- _TASK DIRECTIONS_:
With the images removed, repeat the data below exactly.

******

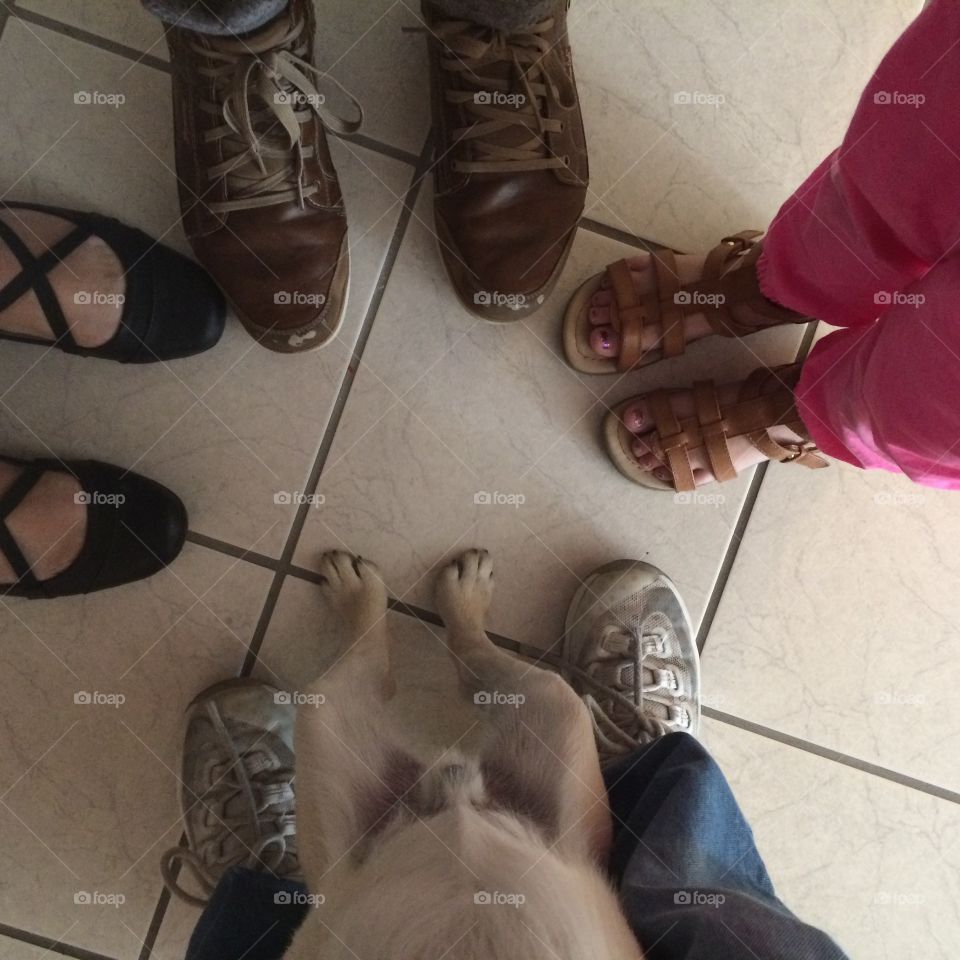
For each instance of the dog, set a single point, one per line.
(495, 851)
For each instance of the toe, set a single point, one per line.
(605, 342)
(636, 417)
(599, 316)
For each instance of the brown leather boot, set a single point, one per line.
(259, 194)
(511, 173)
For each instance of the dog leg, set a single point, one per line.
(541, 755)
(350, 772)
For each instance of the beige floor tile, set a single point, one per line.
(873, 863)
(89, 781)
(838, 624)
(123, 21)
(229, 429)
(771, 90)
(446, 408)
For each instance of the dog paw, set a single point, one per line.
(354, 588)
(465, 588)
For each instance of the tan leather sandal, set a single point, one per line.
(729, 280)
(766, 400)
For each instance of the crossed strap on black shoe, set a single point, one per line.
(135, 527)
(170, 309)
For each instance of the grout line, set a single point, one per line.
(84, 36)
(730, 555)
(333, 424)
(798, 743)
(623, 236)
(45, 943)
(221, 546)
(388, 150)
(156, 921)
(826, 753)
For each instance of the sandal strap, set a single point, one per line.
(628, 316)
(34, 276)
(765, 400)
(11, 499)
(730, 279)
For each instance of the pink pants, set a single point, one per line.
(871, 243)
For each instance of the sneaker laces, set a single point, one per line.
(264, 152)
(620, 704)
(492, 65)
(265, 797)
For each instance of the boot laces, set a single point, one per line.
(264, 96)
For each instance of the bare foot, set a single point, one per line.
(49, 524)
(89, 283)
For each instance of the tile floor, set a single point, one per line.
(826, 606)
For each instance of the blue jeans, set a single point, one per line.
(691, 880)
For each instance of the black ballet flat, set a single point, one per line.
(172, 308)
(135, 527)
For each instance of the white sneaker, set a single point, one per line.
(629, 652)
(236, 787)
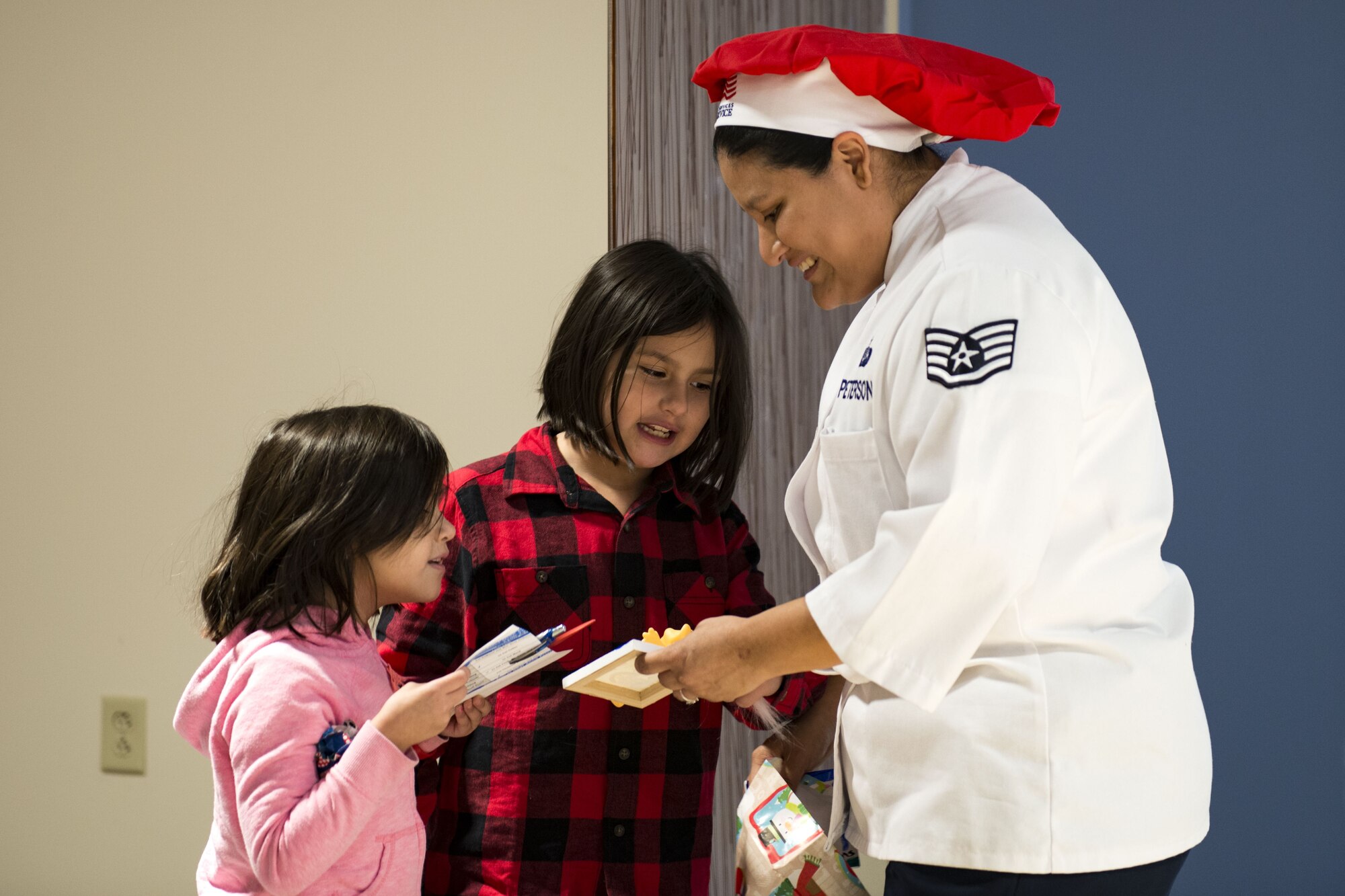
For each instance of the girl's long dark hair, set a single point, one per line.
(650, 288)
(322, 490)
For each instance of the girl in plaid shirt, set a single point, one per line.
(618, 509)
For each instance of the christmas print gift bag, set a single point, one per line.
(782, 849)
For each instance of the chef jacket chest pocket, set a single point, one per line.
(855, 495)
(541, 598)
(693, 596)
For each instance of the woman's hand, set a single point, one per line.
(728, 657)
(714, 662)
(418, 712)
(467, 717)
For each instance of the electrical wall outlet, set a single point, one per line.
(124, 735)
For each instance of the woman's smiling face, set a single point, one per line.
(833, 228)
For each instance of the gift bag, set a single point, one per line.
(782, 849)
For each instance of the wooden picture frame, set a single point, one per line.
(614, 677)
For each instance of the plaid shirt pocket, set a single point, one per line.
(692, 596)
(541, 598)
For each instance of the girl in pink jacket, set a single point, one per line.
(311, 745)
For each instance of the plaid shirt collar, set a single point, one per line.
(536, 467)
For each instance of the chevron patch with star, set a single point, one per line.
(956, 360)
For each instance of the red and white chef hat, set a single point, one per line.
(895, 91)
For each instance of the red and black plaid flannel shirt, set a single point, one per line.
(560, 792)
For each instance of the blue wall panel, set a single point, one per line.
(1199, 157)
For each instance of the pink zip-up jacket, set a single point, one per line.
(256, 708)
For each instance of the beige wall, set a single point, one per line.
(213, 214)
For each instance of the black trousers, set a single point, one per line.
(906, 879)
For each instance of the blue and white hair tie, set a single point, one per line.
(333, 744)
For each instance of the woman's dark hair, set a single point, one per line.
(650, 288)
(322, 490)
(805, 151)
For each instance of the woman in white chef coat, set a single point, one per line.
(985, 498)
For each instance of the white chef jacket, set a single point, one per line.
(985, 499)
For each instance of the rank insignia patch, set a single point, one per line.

******

- _TASK ANSWER_:
For each instance of the dog, set a single point, one per line.
(495, 851)
For each instance of the toe, set a single point, one per line.
(605, 342)
(636, 417)
(599, 316)
For each instance of the brown leather boot, set a single point, one per line.
(259, 194)
(511, 173)
For each instance of the dog leg, set a single point, one per line.
(541, 755)
(350, 772)
For each instance of the beige floor tile, set a single point, one per line.
(873, 863)
(89, 781)
(838, 624)
(123, 21)
(229, 429)
(771, 90)
(446, 408)
For each instance of the dog paw, set a single point, one per line.
(354, 588)
(465, 588)
For each instance of the tan leather sandal, set a single point, one per line.
(729, 280)
(766, 400)
For each instance of the crossed strap on black shoe, set a single point, one per line.
(135, 527)
(170, 309)
For each instance of the grout line, set a single point, one per line.
(84, 36)
(730, 555)
(333, 424)
(798, 743)
(623, 236)
(45, 943)
(221, 546)
(388, 150)
(156, 921)
(826, 753)
For each instance of the sandal strap, set a single point, one per line.
(628, 316)
(34, 276)
(765, 400)
(11, 499)
(730, 279)
For each instance of the pink pants, set a single point, one per line.
(871, 243)
For each instance of the sneaker laces, set a single point, one per line.
(264, 152)
(620, 704)
(492, 65)
(265, 797)
For each instance of the boot laces, set a single point, one per line.
(264, 96)
For each instance of the bare foot, set a single point, one per line.
(49, 524)
(89, 283)
For each instance of the tile floor, set a single point, one per line.
(826, 606)
For each instance of the blue jeans, set a single point, one per line.
(691, 880)
For each instance of the black ballet flat, set a single point, one per line.
(172, 308)
(135, 527)
For each instance of the white sneaker, set a single point, one per line.
(629, 652)
(236, 787)
For each instance of the girl's long dark hair, set a single point, one per line.
(650, 288)
(322, 490)
For each instance of the girl in plaid shirt, set a single point, one per line.
(618, 509)
For each instance of the christmas print gift bag, set a single point, one per line.
(782, 849)
For each instance of the chef jacket chest pocket, set a single point, one per line.
(855, 495)
(541, 598)
(693, 596)
For each instance of the woman's hand, set a single point, one per line.
(728, 657)
(714, 662)
(418, 712)
(467, 717)
For each instance of the electrical wall outlet, set a single point, one per line.
(124, 735)
For each instance of the woman's smiling face, set a single point, one per line.
(833, 228)
For each instance of the gift bag, set a single point, one per line.
(782, 849)
For each instance of the wooden picture frame, set a single point, one per line.
(614, 677)
For each instance of the plaid shirt pocket, set a single point, one per line.
(692, 596)
(541, 598)
For each instance of the girl in pink jacket, set a single point, one per line.
(311, 745)
For each instance of the plaid shirt collar, set a single point, one per line.
(536, 467)
For each instance of the chevron patch with star, set a single point, one per line.
(956, 360)
For each instance of the red and white chef hat, set a single point, one per line.
(895, 91)
For each instance of the red and black plaid flannel shirt, set a single point, one per line.
(560, 792)
For each instance of the blue wall panel, set a single point, one per line.
(1199, 157)
For each instance of the pink zip-up jacket, set a single point, one per line.
(256, 708)
For each instance of the beige wall, set a single point, one per line.
(213, 214)
For each instance of the black trousers, set a single point, one per line.
(906, 879)
For each instance of the blue and white hair tie, set a single point, one per line.
(333, 744)
For each instance of the woman's dark hair, set a single point, one per line.
(650, 288)
(322, 490)
(805, 151)
For each instance of the woman in white chef coat, set a single point, one per line.
(985, 498)
For each instance of the white chef jacket, set a single point, one per line.
(985, 499)
For each instance of the rank insignia patch, set a single point, one per line.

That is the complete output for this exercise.